## Problems
a. Decide whether each statement below agrees with the text on regular expression fundamentals. For each, answer yes or no and quote the deciding words of that text. (i) In the basic POSIX syntax, round brackets must be escaped with a backslash. (ii) The asterisk matches repetition of the previous character one or more times. (iii) NAM uses three standards of regular expressions.
b. Reproduce word for word the part of the text on regular expression fundamentals that opens with the words containing "Note that the same" and closes with "character to match.".
c. Go on with the text on regular expression fundamentals, starting after its last sentence.

## Text to read
####################

Regular expression fundamentals

Regular expressions (regex) are logical formulas used for string pattern-matching in NAM configuration tasks. The syntax of regular expressions is described.

Overview

Regular expressions are used in a number of NAM configuration tasks and therefore basic understanding of the concept is required before configuring certain features. This section attempts to explain the basic concept of regular expressions. For more exhaustive explanations, please refer to any of the numerous online or hard-copy publications available on the subject.

Note

Note that there are various flavors or standards of regular expressions. NAM uses two of the standards: Basic POSIX and Extended POSIX . The basic difference between these is also explained below.

Definition of a "regular expression"

A regular expression is a logical formula enabling you to specify (match) a set of character strings and optionally extract sub-strings out of the found strings. It is usually used in the context of a larger set of character strings, out of which only certain ones fit (match) the specified regular expression or contain a substring that matches the expressions. Thus, for example, in a text file, a regular expression search enables you to find all the occurrences of a particular text pattern or all of the lines containing that pattern.

Example

A single regular expression can match a wide range of very different text strings. For example, the expression “.” matches any single character and the expression “.*” matches any number of occurrences of any character, that is, in effect, it matches anything.

Regular expressions can be used for finding particular text strings and then extracting certain parts of those text strings: the parts that match a sub-expression. The sub-expression is surrounded by round brackets (). For example, the expression “a(b.)”, in the extended POSIX syntax, will find all strings composed of three characters, out of which the first one is “a”, the second one is “b” and the third one is any character. It will then extract the second and third character. Note, however, that the match has to be based on both the regular expression part outside the round brackets and also that inside the round brackets, that is the character “a” has to be in the found string, even though it is not extracted.

Note that the same expression in the basic POSIX syntax would be written as “a\(b.\)”, since the syntax requires special characters, such as round brackets, to be escaped using the backslash character.

Common symbols

The more common regular expression symbols include:

  • period . Matches any character.
  • asterisk * Matches repetition of the previous character zero or more times.
  • plus sign + Matches repetition of the previous character one or more times. Note: In basic regular expressions, it needs to be preceded by a backslash, to prevent it from being considered a normal character to match.
  • caret symbol ^ This symbol can have a number of meanings, depending on the context:
    • If it appears at the beginning of the expression, it means the beginning of the line or search string.
    • If it appears as the first character in square brackets (see below), it means a negation. For example, “[^@]” means any character that is not “@”.
    • In other cases this character is considered a normal character and matches itself.
  • dollar sign $ Matches the end of the line or search string.
  • square brackets [...] Group together symbols denoting a class of characters that is symbols that are to match a single character, for example, [a-z] stands for any lower case alphabetical character, [^@] means a character that is not the @ symbol.

####################

## Data shown

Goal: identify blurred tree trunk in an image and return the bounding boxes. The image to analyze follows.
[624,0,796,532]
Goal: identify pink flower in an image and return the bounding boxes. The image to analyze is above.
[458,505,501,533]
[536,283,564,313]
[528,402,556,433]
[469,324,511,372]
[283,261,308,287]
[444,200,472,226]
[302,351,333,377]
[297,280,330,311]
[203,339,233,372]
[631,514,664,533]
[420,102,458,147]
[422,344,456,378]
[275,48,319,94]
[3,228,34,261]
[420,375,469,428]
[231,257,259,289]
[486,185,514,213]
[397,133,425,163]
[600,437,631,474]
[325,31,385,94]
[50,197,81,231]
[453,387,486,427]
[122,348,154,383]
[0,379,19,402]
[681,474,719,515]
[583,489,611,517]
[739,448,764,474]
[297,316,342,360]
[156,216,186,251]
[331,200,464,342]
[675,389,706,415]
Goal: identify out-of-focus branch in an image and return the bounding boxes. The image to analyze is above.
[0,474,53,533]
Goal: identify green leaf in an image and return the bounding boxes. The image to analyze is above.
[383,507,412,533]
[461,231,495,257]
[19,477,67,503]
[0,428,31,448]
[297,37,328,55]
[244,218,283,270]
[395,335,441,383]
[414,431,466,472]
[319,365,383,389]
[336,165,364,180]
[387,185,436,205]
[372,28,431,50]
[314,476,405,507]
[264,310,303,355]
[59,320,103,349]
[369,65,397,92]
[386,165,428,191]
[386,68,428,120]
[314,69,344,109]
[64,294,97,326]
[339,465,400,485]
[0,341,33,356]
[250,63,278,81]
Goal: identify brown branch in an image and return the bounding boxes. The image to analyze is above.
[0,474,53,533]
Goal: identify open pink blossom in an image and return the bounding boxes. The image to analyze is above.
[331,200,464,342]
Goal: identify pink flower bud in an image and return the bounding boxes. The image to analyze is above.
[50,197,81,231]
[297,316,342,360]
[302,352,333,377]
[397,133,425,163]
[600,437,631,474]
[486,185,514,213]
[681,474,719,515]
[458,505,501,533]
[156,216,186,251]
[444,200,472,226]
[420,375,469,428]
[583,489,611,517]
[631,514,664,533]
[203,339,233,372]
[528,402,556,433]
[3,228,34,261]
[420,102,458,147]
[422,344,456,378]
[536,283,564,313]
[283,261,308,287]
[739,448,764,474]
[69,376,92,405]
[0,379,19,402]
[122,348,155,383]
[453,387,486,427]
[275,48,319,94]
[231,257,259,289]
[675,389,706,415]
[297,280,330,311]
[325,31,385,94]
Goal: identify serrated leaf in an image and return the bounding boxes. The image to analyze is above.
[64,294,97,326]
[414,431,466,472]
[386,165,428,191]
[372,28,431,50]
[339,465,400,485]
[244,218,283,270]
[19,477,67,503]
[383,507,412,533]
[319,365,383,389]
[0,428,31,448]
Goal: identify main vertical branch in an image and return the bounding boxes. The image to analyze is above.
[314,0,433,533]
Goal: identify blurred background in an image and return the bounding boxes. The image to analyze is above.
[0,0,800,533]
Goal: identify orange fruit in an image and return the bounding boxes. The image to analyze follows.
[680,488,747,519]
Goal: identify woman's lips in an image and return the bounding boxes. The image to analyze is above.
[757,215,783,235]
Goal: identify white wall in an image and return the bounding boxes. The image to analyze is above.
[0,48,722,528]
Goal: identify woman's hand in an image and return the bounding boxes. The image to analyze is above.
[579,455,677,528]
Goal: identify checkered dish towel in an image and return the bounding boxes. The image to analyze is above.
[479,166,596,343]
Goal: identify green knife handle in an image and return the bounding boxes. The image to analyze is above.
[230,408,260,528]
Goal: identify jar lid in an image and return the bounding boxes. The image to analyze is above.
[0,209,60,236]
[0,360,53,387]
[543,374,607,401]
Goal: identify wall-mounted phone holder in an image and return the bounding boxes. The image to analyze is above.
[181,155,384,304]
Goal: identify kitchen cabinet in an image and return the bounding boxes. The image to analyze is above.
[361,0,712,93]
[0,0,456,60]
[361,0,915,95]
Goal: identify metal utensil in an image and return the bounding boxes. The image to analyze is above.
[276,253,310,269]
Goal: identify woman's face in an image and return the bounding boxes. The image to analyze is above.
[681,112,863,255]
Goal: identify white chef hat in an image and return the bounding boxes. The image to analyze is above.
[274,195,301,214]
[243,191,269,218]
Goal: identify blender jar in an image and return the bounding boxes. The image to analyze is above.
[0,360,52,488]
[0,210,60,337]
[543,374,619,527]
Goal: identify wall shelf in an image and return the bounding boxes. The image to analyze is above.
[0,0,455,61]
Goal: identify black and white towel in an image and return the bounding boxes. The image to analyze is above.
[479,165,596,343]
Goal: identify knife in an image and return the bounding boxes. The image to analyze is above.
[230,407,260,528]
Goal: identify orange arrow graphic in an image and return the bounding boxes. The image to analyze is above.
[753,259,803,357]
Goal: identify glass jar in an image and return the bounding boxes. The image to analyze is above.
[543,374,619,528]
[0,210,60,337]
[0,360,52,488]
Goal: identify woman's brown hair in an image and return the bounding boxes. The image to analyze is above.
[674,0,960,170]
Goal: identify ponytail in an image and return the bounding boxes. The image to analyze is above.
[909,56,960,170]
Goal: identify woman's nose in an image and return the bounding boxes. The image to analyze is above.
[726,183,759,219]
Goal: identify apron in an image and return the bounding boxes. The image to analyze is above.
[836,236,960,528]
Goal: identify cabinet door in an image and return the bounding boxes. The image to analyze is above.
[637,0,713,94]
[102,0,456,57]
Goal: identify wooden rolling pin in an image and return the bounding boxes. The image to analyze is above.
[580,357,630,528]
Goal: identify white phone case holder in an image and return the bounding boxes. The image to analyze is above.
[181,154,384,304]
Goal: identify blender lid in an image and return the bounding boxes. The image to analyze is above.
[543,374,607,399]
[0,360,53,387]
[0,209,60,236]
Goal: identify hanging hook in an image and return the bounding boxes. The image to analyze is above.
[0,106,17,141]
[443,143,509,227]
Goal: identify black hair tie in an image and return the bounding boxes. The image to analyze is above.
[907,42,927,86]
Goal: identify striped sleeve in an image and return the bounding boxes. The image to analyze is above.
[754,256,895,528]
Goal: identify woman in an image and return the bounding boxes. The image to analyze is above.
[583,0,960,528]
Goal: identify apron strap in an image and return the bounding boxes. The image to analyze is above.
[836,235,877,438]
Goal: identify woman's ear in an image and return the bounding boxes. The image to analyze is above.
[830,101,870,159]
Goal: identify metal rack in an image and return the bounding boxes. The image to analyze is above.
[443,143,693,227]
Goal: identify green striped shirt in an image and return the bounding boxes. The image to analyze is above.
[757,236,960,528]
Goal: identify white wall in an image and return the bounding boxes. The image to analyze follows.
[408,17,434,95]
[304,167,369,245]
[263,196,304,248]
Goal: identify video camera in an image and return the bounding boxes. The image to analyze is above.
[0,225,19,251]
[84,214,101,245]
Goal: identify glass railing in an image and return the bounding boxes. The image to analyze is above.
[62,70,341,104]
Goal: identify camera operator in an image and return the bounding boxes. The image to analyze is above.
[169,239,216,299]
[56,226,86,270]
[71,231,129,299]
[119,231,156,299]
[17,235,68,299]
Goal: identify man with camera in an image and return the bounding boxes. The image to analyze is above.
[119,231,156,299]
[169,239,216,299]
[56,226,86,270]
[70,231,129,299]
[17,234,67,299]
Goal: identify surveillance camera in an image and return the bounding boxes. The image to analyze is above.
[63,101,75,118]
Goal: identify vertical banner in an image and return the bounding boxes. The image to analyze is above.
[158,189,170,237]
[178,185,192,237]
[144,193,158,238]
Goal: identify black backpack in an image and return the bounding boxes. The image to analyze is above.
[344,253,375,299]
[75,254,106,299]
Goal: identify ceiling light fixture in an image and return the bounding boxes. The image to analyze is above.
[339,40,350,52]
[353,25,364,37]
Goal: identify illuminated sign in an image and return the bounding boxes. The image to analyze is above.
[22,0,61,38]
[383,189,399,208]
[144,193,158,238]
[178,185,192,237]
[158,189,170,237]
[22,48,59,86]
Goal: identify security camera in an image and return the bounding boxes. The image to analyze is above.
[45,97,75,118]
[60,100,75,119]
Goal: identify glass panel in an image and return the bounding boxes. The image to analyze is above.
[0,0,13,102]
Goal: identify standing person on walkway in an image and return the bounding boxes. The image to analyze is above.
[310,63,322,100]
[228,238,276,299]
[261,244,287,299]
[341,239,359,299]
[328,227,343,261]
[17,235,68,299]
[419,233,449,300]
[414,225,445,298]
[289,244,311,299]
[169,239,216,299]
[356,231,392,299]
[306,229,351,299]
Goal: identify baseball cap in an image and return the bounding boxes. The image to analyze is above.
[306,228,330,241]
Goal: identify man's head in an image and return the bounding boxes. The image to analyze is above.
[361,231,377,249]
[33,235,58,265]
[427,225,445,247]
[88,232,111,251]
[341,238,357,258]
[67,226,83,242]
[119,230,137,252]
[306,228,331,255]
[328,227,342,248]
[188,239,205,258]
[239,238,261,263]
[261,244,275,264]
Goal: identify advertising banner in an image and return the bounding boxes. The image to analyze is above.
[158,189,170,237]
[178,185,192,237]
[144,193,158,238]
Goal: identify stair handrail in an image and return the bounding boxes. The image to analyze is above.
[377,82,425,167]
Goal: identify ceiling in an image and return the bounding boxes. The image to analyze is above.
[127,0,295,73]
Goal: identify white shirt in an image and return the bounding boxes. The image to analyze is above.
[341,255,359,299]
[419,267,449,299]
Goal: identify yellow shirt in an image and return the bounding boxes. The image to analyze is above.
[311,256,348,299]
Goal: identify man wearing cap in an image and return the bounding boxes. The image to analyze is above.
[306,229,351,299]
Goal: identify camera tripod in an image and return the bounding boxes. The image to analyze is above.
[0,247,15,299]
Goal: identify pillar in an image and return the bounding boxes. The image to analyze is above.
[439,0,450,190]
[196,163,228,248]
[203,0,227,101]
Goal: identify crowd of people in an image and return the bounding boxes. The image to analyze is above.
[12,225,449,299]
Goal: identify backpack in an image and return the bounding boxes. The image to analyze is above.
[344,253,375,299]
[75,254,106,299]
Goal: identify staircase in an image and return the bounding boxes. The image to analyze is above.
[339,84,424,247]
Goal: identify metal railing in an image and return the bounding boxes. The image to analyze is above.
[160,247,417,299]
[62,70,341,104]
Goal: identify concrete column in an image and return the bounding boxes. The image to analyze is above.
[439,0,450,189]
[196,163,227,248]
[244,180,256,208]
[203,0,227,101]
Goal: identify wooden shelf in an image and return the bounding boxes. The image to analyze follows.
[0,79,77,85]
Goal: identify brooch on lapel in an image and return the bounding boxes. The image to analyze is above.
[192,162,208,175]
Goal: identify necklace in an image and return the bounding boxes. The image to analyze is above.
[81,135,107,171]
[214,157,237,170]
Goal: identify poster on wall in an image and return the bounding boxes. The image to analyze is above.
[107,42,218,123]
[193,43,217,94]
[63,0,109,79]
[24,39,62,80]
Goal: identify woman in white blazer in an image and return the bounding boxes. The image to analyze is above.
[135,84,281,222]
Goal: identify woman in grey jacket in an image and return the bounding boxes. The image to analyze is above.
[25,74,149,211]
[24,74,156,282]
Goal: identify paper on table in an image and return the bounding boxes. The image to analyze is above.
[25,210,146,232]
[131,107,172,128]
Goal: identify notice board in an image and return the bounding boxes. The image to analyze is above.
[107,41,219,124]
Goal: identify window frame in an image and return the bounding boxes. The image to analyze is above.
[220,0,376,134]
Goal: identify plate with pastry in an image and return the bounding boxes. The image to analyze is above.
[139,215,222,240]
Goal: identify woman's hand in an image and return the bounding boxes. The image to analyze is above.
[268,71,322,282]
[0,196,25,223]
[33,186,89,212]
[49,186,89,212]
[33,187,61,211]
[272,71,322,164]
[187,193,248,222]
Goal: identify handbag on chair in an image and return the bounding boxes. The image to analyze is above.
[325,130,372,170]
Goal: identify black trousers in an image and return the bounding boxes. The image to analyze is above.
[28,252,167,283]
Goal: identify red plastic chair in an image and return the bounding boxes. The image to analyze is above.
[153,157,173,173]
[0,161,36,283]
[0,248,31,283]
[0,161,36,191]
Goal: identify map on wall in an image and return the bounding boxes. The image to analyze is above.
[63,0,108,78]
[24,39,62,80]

####################

## Expected answers
a.
(i) Yes: "since the syntax requires special characters, such as round brackets, to be escaped using the backslash character"
(ii) No: "Matches repetition of the previous character zero or more times."
(iii) No: "NAM uses two of the standards: Basic POSIX and Extended POSIX"

b.
Note that the same expression in the basic POSIX syntax would be written as “a\(b.\)”, since the syntax requires special characters, such as round brackets, to be escaped using the backslash character.

Common symbols

The more common regular expression symbols include:

  • period . Matches any character.
  • asterisk * Matches repetition of the previous character zero or more times.
  • plus sign + Matches repetition of the previous character one or more times. Note: In basic regular expressions, it needs to be preceded by a backslash, to prevent it from being considered a normal character to match.

c.
  • hyphen - Is used to specify ranges of characters; see [ ] above.
  • round brackets (...) escaped with backslashes in the basic syntax: \(...\) Select that part of the parsed string which we want to extract. Note: In basic regular expressions, round brackets need to be preceded by backslashes, to prevent them from being considered normal characters to match.
  • vertical bar or pipe | Is used as a regular expression delimiter that informs the regex engine to match either everything to the left of the vertical bar, or everything to the right of the vertical bar. You can use this character to match a single regular expression out of several possible regular expressions.

Escaping special characters

In basic regular expressions, special characters also referred to as meta-characters, such as ?, +, {, |, (, and ) lose their special meaning. To achieve equivalent functionality, you need to "escape" them, which means to precede any of these characters with a backslash character: \?, \+, \{, \|, \(, and \).

Example Basic POSIX regular expression

This is a walk-through example of a Basic POSIX regular expression.

For example, if an HTTP cookie name is defined as Pag and the cookie header line is:

Cookie: Pag=cf68603b@TXP293@10.17.3.125@D1R1wLLsMrjhw;

the cookie value is:

cf68603b@TXP293@10.17.3.125@D1R1wLLsMrjhw

Assuming that the actual substring that we want to extract is positioned between the first and second @ character in the cookie value string, it is:

TXP293

The Basic POSIX regular expression can then be defined as:

^[^@]*@\([^@]\+\)@

In this case, the above regular expression can be understood as follows:

  • ^ means find the beginning of the line.
  • [^@]* means skip zero or more occurrences of any character that is not @.
  • \( means the string to extract is described by that part of the expression that is contained within round brackets.
  • [^@] means that the first character (after @ we found above) must not be “@”.
  • \+ means that we want to extract this character and any other characters that follow it and that are also not “@”.
  • \) marks the end of the expression describing the string we want to extract.
  • @ means that the string to be extracted has to be terminated by “@”, but we do not include the terminating “@” character in the extracted string because it is outside of the round brackets.